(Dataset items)
# # #

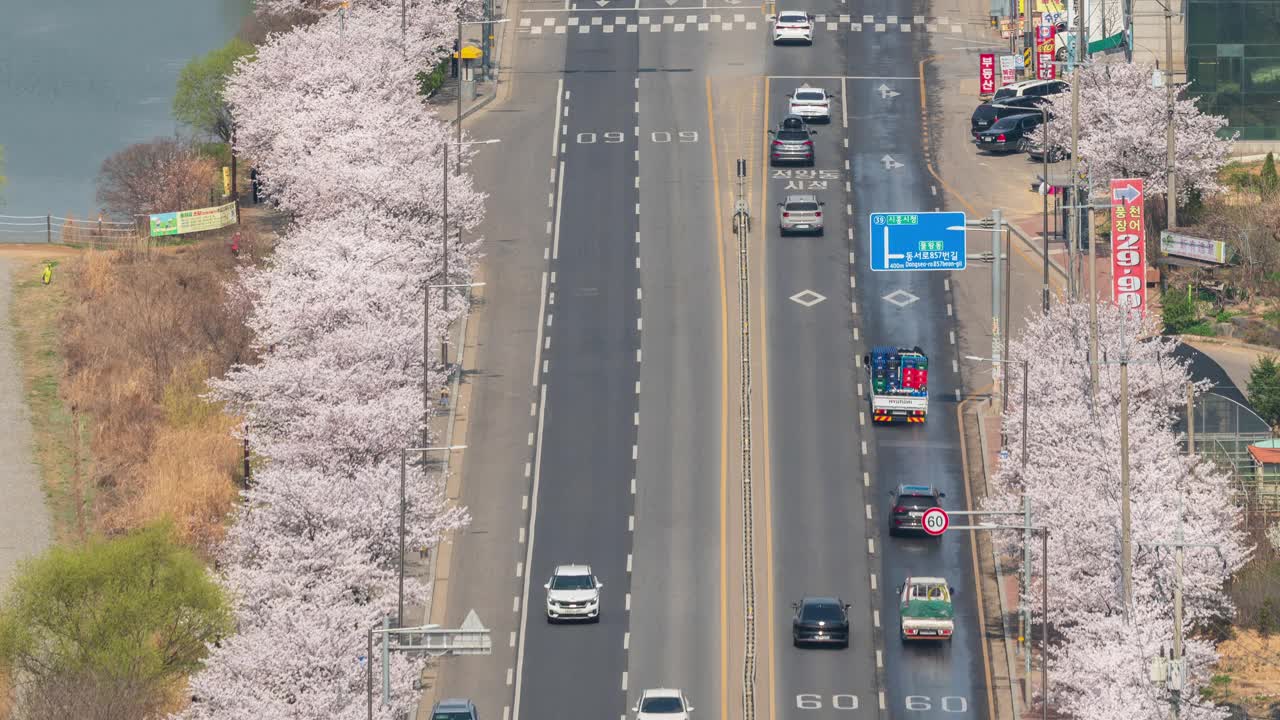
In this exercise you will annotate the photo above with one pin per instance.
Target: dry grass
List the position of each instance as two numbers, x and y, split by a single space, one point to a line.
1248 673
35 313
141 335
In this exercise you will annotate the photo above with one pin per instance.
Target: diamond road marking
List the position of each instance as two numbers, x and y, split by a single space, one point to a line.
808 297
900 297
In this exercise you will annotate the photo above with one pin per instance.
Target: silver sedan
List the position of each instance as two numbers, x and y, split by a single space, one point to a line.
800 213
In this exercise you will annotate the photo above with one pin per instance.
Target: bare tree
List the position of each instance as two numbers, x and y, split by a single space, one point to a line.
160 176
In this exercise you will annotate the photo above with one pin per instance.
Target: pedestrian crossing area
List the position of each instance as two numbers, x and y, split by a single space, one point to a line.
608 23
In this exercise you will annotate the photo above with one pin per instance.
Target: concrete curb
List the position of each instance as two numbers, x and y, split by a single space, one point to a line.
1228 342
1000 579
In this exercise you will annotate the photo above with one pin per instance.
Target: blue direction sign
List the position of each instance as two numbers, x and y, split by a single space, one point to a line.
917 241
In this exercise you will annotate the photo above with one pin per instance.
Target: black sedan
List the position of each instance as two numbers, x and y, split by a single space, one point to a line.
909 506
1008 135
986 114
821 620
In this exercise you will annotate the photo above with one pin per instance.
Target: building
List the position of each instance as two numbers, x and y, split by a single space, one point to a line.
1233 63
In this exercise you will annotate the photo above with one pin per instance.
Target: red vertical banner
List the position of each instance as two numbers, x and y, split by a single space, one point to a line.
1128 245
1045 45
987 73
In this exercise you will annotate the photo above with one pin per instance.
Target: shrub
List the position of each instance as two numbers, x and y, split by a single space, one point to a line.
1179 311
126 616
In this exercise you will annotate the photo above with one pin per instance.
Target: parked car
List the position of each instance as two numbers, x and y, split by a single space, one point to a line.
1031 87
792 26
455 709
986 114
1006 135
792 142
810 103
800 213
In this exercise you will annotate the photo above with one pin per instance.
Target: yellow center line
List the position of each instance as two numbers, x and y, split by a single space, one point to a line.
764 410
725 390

# # #

§ WHAT THE TASK ASKS
Select each line of the data above that contains the string "sedan", copying those lines in order. Treat uppercase and lowercase letters as different.

§ OUTPUT FOR THIS TASK
Target: silver sedan
Target: black sedan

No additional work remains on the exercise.